Dataset rows
begin

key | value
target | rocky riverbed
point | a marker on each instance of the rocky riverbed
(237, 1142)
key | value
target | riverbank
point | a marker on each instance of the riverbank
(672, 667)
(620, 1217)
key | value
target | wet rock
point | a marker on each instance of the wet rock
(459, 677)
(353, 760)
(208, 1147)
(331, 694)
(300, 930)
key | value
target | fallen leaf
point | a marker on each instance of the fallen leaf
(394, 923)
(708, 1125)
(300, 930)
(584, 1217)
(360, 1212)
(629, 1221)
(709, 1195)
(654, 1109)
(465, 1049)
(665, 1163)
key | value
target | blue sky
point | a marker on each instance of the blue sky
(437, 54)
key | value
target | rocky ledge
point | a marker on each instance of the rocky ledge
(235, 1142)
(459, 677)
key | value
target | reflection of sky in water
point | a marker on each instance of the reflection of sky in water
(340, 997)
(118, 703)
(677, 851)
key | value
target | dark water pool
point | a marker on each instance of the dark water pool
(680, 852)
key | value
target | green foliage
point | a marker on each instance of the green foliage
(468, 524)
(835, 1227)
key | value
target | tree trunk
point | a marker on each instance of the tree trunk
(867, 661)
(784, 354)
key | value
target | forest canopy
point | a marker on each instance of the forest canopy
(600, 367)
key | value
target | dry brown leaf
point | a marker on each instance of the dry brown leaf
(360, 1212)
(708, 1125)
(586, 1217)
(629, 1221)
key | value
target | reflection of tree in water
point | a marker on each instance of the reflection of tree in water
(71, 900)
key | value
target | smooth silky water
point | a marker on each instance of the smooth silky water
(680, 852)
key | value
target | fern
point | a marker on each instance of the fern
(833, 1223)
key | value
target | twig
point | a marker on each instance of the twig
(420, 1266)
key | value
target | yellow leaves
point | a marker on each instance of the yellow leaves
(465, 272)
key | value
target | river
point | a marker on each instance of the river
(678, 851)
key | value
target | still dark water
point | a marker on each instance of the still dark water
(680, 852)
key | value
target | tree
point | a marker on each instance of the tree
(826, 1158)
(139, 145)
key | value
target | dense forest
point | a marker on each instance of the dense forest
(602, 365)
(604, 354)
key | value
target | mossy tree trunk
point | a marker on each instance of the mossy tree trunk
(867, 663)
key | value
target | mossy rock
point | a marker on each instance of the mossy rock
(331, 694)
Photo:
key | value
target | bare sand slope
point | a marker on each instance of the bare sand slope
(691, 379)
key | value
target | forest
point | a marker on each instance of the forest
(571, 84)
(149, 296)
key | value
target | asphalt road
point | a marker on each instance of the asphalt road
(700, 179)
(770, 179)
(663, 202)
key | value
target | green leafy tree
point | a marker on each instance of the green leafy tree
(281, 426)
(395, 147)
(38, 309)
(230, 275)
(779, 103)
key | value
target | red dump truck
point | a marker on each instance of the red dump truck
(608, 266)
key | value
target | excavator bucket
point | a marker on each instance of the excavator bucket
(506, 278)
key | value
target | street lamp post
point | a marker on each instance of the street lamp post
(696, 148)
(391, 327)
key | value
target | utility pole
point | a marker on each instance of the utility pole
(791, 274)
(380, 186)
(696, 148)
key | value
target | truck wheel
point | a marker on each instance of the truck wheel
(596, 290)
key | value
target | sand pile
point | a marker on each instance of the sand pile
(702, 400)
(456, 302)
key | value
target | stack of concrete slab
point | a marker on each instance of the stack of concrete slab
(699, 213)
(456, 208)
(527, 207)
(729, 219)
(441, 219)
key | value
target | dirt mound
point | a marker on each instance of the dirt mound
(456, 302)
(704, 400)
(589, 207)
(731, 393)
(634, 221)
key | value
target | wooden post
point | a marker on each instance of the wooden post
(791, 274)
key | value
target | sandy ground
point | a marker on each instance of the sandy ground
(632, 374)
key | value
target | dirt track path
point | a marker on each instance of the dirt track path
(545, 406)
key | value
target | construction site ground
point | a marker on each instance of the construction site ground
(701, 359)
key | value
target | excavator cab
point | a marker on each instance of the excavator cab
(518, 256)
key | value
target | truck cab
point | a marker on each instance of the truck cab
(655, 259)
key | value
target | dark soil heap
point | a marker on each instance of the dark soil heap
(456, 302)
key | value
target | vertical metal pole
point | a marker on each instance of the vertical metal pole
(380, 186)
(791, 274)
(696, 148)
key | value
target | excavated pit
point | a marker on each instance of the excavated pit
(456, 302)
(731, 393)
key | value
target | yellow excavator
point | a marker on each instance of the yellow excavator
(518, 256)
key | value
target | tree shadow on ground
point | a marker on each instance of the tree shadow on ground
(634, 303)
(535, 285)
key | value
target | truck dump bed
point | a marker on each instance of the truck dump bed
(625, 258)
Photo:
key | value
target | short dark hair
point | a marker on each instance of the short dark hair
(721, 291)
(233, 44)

end

Find every line of the material above that contains the string "smooth" and copy each one. Matching is case-sensitive.

target | smooth silky water
point | a marker on each instance of the smooth silky water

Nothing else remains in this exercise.